WHAT IS ASKED:
A) In the thread about the tg3 network driver, why does Prashant conclude that the trouble looks like a different problem?
B) Continue the thread about the tg3 network driver from where it stops.

EXTRACT:
[start]

Re: [Problem] broadcom tg3 network driver disconnects under high load

2015-04-29 Thread Prashant Sreedharan
On Wed, 2015-04-29 at 13:34 -0400, Toan Pham wrote:
> Prashant,
> 
> Unfortunately, I ran the same test 3 times with the new patch and all
> of them failed.
> Attached file is the dmesg log, after the Watchdog had timed out, and
> tried to restart the NIC.
> Feel free to let me know if you would like to try anything else.  Thanks
Toan thanks for result, so this looks to be a different problem. Sanjeev
is setting up repo environment similar to yours to capture a pcie trace.
Will keep you posted.  


--
To unsubscribe from this list: send the line "unsubscribe netdev" in
the body of a message to majord...@vger.kernel.org
More majordomo info at  http://vger.kernel.org/majordomo-info.html


Re: [Problem] broadcom tg3 network driver disconnects under high load

2015-04-28 Thread Prashant Sreedharan
On Tue, 2015-04-28 at 16:06 -0400, Toan Pham wrote:
> > We were able to reproduce this issue internally only with iommu enabled.
> 
> My last test to collect lspci-info took about 5 hours over a gigabit
> network for the bug to show up.  My setup was running 3 tx scp
> sessions, each transferring a 1GB file outbound, and 1 rx scp session
> copying another 1GB file inbound.  In a production environment with
> the BCM5762 NIC running as a server, I observed that the failure rate
> is about 1.65/week.  Please perform a similar test with iommu
> disabled, and leave it running for days if need be.

[end]

SOURCE MATERIAL:

[start]

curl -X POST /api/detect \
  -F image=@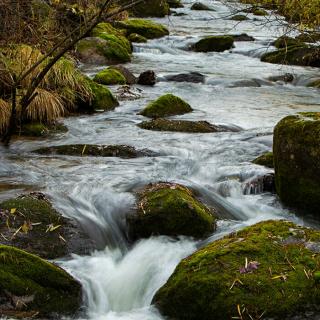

[end]

RESULTS IN ORDER:
A) Toan ran the same test three times with the new patch, and all three runs failed.

B)
Sure will try
> 
> 
> >  Meanwhile can you try the attached patch and see if you are able to 
> > reproduce the problem ?
> 
> No problem.  I will apply the patch to kernel 4.0 and report back the
> result.  Let me know if you need me to turn on any debug options like
> pcie trace, dev debug etc  Thanks

If you can collect pcie trace that would be great. Thanks


--
To unsubscribe from this list: send the line "unsubscribe netdev" in
the body of a message to majord...@vger.kernel.org
More majordomo info at  http://vger.kernel.org/majordomo-info.html


Re: [Problem] broadcom tg3 network driver disconnects under high load

2015-04-28 Thread Toan Pham
> We were able to reproduce this issue internally only with iommu enabled.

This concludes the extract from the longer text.